Supplied text:
####################
Taj Mahal

How Many Languages Are Spoken in India

In Blog by Rafael Morel

India has been a melting pot of numerous languages, each with its own unique richness and historical significance.

Many of these tongues have evolved and grown over centuries, adding more complexity and diversity to India’s linguistic mosaic.

But how many languages are there in India?

Well, India has the third-highest number of languages in the world, after Papua New Guinea and Indonesia. The total number is disputed, with some sources claiming that there are 780 languages spoken in the country.

However, other sources say that there are over 19,500 languages or dialects spoken as mother tongues. Furthermore, language reports also indicate that there are 121 languages and 463 established languages.

Language Families in India

There are four main language families: Indo-Aryan, Dravidian, Austroasiatic, and Tibeto-Burman.

Indo-Aryan Language Family

Indo-Aryan languages dominate India’s northern regions, accounting for approximately 78% of the population’s speech.

Derived from Sanskrit, these languages are a sub-group of the Indo-Iranian family, which in turn belongs to the broader Indo-European language family.
####################
[Collection entries]
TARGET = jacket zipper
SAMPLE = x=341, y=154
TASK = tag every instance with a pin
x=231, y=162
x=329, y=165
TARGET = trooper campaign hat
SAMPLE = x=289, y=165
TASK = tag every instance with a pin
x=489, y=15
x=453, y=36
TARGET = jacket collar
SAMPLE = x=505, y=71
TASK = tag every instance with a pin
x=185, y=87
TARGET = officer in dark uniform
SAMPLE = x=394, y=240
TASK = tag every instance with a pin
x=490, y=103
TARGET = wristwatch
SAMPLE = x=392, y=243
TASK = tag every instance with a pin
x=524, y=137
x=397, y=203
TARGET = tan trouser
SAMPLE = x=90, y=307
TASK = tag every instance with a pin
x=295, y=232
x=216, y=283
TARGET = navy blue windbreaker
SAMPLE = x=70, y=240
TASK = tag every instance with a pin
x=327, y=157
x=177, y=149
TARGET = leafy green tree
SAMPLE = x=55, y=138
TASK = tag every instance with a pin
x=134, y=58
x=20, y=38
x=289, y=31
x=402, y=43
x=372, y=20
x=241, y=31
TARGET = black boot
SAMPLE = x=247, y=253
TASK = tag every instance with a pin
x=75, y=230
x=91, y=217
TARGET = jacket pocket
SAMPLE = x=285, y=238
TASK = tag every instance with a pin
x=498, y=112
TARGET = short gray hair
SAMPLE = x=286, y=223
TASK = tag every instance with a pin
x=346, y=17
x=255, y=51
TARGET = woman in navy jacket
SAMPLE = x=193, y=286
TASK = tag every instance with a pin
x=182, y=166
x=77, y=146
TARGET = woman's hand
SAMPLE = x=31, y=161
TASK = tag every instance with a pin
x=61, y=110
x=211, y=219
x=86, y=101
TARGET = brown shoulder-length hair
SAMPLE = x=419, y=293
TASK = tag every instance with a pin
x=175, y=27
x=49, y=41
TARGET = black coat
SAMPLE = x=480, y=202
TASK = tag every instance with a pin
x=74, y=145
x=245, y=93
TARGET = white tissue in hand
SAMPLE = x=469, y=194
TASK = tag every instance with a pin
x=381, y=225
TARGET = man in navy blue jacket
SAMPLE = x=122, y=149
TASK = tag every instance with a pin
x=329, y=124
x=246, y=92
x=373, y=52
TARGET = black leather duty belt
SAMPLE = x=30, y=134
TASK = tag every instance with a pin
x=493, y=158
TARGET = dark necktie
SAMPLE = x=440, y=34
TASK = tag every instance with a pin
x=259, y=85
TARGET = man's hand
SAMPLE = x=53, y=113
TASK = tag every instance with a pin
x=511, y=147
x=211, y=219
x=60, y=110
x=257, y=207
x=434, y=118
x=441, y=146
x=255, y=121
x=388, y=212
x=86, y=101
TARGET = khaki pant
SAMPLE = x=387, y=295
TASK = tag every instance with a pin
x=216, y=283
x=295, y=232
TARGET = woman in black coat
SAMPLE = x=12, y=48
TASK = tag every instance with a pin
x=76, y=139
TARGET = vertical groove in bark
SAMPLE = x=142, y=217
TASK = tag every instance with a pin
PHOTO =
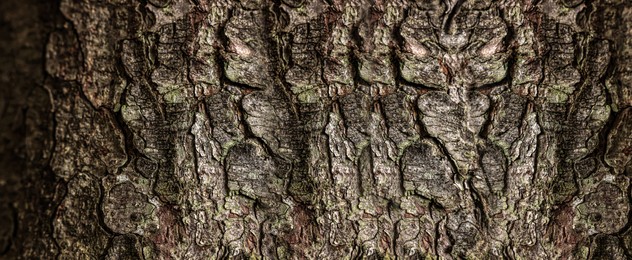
x=294, y=129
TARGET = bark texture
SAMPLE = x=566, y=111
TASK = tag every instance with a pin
x=315, y=129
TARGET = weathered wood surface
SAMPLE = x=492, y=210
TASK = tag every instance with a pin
x=315, y=129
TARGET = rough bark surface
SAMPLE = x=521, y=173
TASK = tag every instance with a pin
x=315, y=129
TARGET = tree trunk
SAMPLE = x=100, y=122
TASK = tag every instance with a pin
x=315, y=129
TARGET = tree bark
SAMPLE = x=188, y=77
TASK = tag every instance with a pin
x=315, y=129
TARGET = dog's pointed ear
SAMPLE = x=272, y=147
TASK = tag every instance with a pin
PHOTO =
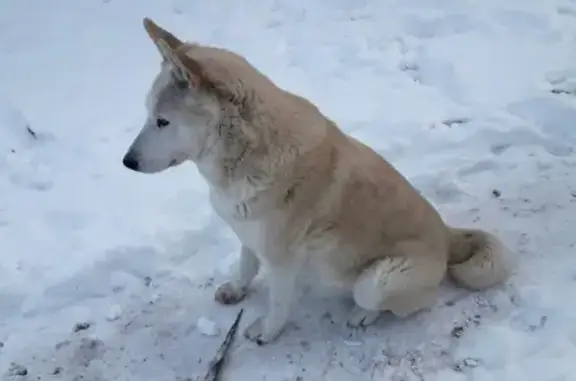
x=158, y=34
x=185, y=69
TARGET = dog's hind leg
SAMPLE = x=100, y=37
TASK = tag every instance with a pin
x=402, y=284
x=235, y=290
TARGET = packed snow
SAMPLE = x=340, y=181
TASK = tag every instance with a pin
x=107, y=274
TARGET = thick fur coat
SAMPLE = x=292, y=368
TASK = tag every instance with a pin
x=300, y=193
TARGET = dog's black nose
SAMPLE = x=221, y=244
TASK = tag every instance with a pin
x=130, y=162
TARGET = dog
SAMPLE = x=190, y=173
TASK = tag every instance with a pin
####################
What is needed: Carry on the article about the languages spoken in India, starting right after its last sentence. The listing is drawn from a separate source.

Written response:
Core members include Hindi (the fourth most spoken language globally), Bengali, Punjabi, Marathi, and Gujarati. The rich literature and implicit familiarity to the English language are characteristic of Indo-Aryan languages.

Dravidian Language Family

Covering nearly 20% of India’s population, the Dravidian languages prevail in the southern states, which are often addressed as the Dravidian heartland.

The primary languages here are Telugu, Tamil, Kannada, and Malayalam. Unlike the Indo-Aryan languages, Dravidian languages have unique roots. Tamil literature, dating back to 300 BC, is one of the oldest in the world, reflecting this group’s antiquity.

Austroasiatic Language Family

The Austroasiatic family, in comparison, has a marginal presence in India, with only approximately 3% of the citizenry speaking its languages.

Predominantly spoken by tribal and indigenous communities, these languages include Khasi, Mundari, Santali, and Ho.

Concentrated in central and eastern India, these languages have historically been under-researched, but provide a rich pool of linguistic features.

Tibeto-Burman Language Family

The Tibeto-Burman languages represent the speech of India’s northeastern states. This family forms the Indian part of a much larger linguistic community, Sino-Tibetan, that extends well into China.

With over a hundred languages representing a small percentage of India’s population, it spans Bodo, Meithei, and the various dialects of Naga. Due to geographical obstructions, these languages bear a rich array of linguistic divergence.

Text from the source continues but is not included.